▶ [Excerpted text]:
*** Begin section ***

I have read many articles, both distantly and recently, about trauma. Every one postulates a negative outcome for the survivor that presents in terms of inevitable ongoing abuse, unhealthy relationships, addiction, and failure. The problem with these writings is that they deny agency. A trauma survivor becomes a bumbling mass of feelings incapable of rational decision making. A survivor is reduced to a walking limbic system doomed to interpersonal failure. What is inevitable is that trauma affects us. What is not inevitable is how we respond to its effects.
These concepts of inevitable failure hurt me as a trauma survivor. I was a prostituted child. My mother was a master of gaslighting. I witnessed the systematic executions of animals in my home as a teen. I am also a highly rational person. I partially attribute my hyper-rationality to my awesome second grade gifted ed teacher, who introduced me to logic puzzles. I have been fascinated by logic ever since. I pursued a degree in Philosophy so that I could study logic formally. If I was motivated by passion, it was a passion for set theory and symbolic logic.
As a traumatized adolescent, I also was exposed to Buddhist thought. I first read about Buddhism around age 12. That opened the door to me for more agency. I became aware through Buddhist texts that I had control over how I interpreted and reacted to stimuli and events in my life. From ages 12 to 17, the traumatic events and exploitation continued. I responded with analysis and reflection. I planned for a future. I planned for a life free of abusers. I evaluated the choices made by my abusers and took efforts to make different choices.
When I was in college in my early twenties, I was very aware that the interpersonal relationships I had observed and been forced to participate in for the majority of my life had been unhealthy. I made the decision to seek out people who appeared more healthy and functional and emulate their behaviors. I grew enormously from this experience of electing my own mentors. However, I still experienced certain visceral feelings that I knew were not beneficial. I would become confused in large groups of people and feel inclined to completely remove myself from the situation rather than think through other solutions to the situation. I had lots of difficulty with communication in professional settings. It turns out a large part of that was due to my persistent undiagnosed auditory processing disorder, but it was also due in part to my trauma history. Myself ignorant of my APD, I postulated the trauma as the sole reason for my professional interpersonal challenges and I sought out therapists to help me.
That is where I ran into an enormous problem.
The therapists looked at me and saw my well dressed presentation. They remarked on how well spoken I was. They asked about academics and found I was a high performer. They asked about relationships with boyfriends and found them to be affectionate and not abusive. They then dismissed me promptly from therapy, stating I was functioning just fine and telling me my childhood could not possibly have been all that bad. They never asked anything about my childhood. Time and again I would timidly assert that I thought some of the experiences I had undergone in my youth were holding me back. One therapist gave me a hard look after I said that and replied, “You look like the daughter of an attorney and an accountant, your childhood was fine!” She then dismissed me from her practice.

*** End section ***

▶ [Pointing data for referring expressions]:
*** Begin section ***

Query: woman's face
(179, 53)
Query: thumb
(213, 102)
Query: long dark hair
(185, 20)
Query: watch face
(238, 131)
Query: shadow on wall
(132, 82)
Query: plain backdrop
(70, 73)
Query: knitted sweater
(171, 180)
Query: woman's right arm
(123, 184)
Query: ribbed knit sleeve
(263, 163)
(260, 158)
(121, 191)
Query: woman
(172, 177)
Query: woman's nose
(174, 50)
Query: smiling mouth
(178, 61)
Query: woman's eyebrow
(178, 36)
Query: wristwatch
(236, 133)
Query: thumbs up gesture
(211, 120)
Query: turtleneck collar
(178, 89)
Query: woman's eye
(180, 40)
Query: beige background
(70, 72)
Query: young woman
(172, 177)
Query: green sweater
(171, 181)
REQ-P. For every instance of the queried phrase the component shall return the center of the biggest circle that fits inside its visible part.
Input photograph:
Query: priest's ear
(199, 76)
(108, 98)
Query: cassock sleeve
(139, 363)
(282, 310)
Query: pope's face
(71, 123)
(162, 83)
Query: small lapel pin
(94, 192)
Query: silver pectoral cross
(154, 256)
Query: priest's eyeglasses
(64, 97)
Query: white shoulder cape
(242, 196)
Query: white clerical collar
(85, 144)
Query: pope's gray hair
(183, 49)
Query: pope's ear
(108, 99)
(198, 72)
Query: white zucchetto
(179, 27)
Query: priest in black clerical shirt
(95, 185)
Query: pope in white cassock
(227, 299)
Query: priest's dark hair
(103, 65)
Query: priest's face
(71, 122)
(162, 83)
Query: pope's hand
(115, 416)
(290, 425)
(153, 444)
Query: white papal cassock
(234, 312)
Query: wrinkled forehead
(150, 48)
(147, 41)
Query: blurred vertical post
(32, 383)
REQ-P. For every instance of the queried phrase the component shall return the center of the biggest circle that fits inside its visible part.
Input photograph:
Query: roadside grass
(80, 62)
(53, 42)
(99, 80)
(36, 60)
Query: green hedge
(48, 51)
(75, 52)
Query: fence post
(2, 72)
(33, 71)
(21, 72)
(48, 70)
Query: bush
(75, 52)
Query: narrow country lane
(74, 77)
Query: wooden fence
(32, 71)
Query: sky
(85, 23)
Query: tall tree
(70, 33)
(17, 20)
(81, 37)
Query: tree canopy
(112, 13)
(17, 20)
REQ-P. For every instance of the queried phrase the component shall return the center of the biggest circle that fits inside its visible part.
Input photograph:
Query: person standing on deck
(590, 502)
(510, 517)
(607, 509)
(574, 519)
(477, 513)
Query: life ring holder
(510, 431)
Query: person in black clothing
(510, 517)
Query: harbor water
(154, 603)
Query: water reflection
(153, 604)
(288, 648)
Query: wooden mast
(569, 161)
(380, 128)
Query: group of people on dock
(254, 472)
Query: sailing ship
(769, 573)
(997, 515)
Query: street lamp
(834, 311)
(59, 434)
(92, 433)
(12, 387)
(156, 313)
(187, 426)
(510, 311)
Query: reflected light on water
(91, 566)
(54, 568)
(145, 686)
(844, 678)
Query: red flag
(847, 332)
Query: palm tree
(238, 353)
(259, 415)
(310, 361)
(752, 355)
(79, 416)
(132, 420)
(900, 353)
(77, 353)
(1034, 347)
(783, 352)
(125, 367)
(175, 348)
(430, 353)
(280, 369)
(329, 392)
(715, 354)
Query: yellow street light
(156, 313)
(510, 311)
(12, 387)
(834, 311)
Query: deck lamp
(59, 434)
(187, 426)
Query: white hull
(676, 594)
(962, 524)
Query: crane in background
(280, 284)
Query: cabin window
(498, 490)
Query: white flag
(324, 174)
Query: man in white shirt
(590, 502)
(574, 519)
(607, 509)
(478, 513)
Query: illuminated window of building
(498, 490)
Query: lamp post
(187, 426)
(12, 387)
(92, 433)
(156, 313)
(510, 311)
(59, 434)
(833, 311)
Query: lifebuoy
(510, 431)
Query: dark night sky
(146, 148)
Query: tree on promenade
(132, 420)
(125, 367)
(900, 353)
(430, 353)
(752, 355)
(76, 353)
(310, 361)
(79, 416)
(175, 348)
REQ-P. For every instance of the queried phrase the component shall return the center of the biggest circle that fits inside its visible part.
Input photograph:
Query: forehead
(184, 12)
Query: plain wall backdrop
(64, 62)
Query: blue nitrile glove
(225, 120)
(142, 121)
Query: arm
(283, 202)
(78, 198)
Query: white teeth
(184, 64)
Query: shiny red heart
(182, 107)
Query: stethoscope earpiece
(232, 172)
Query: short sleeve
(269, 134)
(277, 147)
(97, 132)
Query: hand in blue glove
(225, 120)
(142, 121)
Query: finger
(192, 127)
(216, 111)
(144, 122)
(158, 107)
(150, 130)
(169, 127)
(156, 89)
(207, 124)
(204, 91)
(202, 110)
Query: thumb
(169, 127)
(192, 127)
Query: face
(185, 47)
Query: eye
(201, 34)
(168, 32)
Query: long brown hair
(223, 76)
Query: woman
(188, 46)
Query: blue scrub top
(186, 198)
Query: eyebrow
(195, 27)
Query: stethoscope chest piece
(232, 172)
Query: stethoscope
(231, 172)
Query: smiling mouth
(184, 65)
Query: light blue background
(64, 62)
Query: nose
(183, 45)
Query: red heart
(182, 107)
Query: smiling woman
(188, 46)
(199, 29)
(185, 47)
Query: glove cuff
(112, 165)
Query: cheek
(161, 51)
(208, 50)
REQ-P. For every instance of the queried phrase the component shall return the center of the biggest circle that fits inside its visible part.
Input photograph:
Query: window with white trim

*** End section ***

▶ [What the task asks]: Resume the first-person account of trauma and personal agency after its final sentence, keeping its voice and style.

▶ [Answer]:
The only thing that is inevitable about surviving trauma is that you will be affected. How you are affected does not present in a single “inevitable” fashion.
The therapists I sought help from had one image of a trauma survivor. Their trauma survivor engaged in abusive practices as an adult. Their trauma survivor had substance abuse problems. Their trauma survivor had several children and a history of failed intimate relationships.
My survivorship didn’t look like that. Neither does the survivorship of many others who float well enough beyond stereotypes to be able to pass as “normal”. There are outwardly functional survivors all around you. You just can’t see them.
I had healthy personal relationships and high academic performance. But I struggled with asserting myself and speaking on my own behalf. I had night terrors and nightmares for over 20 years. I had very low self esteem that I hid behind false confidence. I knew these problems resulted from trauma. Time and time again I sought assistance, but I could get no professional help. I was dismissed from therapy over and over on the basis of my superior functioning being incongruent with a trauma history.
As long as there is only one story of trauma told, one narrative or one presentation of the trauma survivor, we are no closer healing as a society. As long as we are told of “inevitable” relationship problems and stories elsewhere about mythological “cycles of abuse” we continue to deny agency to survivors. Trauma is processed differently by different people, and diverse worldviews play a huge role in that processing.
We need empowering stories of trauma survival. While it is true our bodies and minds are affected by events, it must be told that we have agency in our response. We are not doomed to one set of behaviors because of what we have experienced. All survivors need a time and place to heal, but we should not all need to exhibit the same stereotyped behavior in order to access that place of healing.